Lionel Manga, libre penseur

La rédaction du 7 consacre une série aux Poitevins expatriés dont le parcours professionnel et personnel sort de l’ordinaire mais aussi aux étrangers ayant jeté l’ancre dans la Vienne. Rencontre avec Lionel Manga, auteur camerounais arrivé à Poitiers mi-janvier, en résidence à la Villa Bloch jusqu’en juin. Récit d’une vie.

Claire Brugier

Le7.info

Racontez-nous votre enfance…
« J’ai eu une enfance dorée, à Douala. Elle m’a servi de protection tout au long de mon existence. Mes parents me chérissaient. Je suis allé à l’école française Dominique-Savio, tenue par les sœurs du Saint-Esprit, puis chez les Jésuites au collège Libermann. J’ai toujours eu la latitude de faire presque tout ce que je voulais et comme je suis curieux de nature… J’ai aussi commencé à lire très tôt, des livres sans images dès 6 ou 7 ans. Avant 10 ans, j’avais un rapport aux livres et aux mots complexe et avancé, presque de compagnonnage. »

Petit, vous rêviez à quoi ?

━━━━━━━━

» **Énoncé**
Relevez tous les noms de villes et de départements cités dans le portrait de Lionel Manga.

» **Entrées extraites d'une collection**
━━━━━━━━

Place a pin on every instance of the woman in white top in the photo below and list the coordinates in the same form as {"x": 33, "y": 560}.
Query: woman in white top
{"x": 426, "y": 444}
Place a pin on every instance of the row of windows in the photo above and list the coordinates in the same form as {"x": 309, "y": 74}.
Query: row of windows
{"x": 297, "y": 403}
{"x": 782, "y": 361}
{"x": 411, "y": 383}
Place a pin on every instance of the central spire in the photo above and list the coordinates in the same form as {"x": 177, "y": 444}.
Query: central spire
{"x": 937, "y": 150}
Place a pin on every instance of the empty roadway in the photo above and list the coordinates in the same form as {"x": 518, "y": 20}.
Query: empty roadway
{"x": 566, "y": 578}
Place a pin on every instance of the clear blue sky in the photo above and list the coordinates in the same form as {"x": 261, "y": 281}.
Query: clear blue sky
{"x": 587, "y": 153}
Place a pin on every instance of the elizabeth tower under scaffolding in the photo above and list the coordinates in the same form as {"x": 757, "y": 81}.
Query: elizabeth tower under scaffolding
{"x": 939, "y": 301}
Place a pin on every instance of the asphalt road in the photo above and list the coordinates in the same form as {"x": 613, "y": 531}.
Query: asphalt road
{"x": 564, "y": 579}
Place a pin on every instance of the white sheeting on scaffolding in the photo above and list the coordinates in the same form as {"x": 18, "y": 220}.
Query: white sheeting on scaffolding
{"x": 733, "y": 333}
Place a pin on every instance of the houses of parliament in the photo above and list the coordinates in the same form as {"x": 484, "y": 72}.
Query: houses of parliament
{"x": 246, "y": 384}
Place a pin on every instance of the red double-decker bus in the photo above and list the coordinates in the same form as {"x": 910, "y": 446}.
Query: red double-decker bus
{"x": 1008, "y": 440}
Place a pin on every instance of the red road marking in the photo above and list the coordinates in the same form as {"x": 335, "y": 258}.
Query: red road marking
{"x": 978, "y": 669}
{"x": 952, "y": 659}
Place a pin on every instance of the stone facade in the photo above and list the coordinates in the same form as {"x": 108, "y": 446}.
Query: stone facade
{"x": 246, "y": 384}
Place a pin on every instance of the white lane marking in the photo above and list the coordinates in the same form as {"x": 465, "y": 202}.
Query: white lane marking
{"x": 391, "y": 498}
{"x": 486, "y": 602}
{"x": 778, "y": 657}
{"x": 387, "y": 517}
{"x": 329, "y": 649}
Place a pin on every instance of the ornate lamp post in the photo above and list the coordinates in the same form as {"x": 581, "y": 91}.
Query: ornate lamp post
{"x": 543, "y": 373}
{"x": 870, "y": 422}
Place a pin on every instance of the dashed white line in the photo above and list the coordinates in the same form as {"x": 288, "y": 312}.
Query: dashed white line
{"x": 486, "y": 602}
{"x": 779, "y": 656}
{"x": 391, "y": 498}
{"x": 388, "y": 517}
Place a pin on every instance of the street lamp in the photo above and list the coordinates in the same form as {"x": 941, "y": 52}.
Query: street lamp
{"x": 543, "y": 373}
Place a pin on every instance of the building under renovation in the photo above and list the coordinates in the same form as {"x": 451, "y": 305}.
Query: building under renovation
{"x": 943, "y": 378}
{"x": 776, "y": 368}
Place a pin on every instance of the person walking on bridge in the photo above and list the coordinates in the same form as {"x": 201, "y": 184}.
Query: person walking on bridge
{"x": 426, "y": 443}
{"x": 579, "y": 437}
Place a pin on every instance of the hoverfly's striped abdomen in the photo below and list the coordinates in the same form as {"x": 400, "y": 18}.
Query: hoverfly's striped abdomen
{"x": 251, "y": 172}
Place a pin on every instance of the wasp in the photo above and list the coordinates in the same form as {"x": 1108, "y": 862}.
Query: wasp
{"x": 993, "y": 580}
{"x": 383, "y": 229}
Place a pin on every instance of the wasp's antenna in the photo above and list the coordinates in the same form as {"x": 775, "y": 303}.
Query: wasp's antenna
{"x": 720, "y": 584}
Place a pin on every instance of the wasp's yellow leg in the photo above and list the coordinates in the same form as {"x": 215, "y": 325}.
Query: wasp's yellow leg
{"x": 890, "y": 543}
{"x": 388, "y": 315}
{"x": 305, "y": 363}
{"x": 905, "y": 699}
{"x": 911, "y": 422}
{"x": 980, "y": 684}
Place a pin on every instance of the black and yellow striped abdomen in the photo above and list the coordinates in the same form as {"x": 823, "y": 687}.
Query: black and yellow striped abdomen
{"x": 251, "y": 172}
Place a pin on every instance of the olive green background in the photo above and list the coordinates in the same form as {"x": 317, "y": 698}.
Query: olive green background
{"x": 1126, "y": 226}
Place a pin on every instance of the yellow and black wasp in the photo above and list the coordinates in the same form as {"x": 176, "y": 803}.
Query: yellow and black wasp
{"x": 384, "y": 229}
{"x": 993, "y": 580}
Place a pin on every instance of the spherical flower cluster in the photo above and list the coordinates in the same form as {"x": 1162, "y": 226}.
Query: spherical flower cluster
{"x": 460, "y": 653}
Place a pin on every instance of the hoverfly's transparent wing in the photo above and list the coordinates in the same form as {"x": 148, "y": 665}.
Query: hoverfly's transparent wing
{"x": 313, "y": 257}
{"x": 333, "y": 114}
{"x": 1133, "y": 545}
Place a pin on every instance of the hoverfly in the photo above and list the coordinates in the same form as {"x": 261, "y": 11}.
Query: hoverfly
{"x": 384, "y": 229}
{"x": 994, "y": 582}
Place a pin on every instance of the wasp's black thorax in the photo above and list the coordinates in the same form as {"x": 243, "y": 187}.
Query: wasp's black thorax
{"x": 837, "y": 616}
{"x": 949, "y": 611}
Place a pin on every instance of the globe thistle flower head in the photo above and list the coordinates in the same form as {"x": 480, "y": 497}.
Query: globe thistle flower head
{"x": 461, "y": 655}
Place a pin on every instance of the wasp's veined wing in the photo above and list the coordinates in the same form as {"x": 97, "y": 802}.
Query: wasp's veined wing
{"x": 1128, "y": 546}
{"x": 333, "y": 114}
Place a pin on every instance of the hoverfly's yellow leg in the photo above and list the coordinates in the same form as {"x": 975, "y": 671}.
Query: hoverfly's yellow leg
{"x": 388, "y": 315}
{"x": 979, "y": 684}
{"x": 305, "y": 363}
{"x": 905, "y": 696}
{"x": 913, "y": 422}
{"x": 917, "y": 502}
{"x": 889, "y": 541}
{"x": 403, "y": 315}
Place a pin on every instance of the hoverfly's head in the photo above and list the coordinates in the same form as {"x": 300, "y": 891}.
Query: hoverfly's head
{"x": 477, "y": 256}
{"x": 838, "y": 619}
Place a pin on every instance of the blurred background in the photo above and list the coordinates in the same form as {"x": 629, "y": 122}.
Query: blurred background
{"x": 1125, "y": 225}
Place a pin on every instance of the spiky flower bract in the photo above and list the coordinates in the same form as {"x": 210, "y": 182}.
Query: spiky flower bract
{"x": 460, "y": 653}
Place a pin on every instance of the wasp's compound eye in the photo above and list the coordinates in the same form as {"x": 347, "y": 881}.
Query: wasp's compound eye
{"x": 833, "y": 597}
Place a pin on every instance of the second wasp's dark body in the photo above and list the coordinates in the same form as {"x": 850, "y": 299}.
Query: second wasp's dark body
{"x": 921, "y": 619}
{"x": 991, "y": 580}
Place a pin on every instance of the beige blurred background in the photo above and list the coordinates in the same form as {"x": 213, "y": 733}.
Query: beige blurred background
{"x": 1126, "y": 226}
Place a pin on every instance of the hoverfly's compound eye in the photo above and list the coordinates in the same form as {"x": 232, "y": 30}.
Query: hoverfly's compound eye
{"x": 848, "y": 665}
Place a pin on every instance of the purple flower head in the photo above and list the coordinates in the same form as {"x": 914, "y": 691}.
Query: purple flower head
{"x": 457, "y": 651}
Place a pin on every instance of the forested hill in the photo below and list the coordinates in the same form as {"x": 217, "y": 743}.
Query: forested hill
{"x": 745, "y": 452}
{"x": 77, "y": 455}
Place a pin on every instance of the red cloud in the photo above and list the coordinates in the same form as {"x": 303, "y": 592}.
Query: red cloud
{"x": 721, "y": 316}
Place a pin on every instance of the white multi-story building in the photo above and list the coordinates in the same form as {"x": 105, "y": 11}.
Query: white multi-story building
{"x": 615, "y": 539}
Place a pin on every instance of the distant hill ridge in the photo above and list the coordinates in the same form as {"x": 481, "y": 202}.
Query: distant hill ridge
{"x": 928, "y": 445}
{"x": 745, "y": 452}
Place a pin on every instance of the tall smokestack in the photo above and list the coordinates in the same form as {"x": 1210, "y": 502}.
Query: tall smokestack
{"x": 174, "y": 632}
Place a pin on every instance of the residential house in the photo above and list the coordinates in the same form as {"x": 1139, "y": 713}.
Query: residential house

━━━━━━━━

» **Corrigé**
Douala, Poitiers, la Vienne.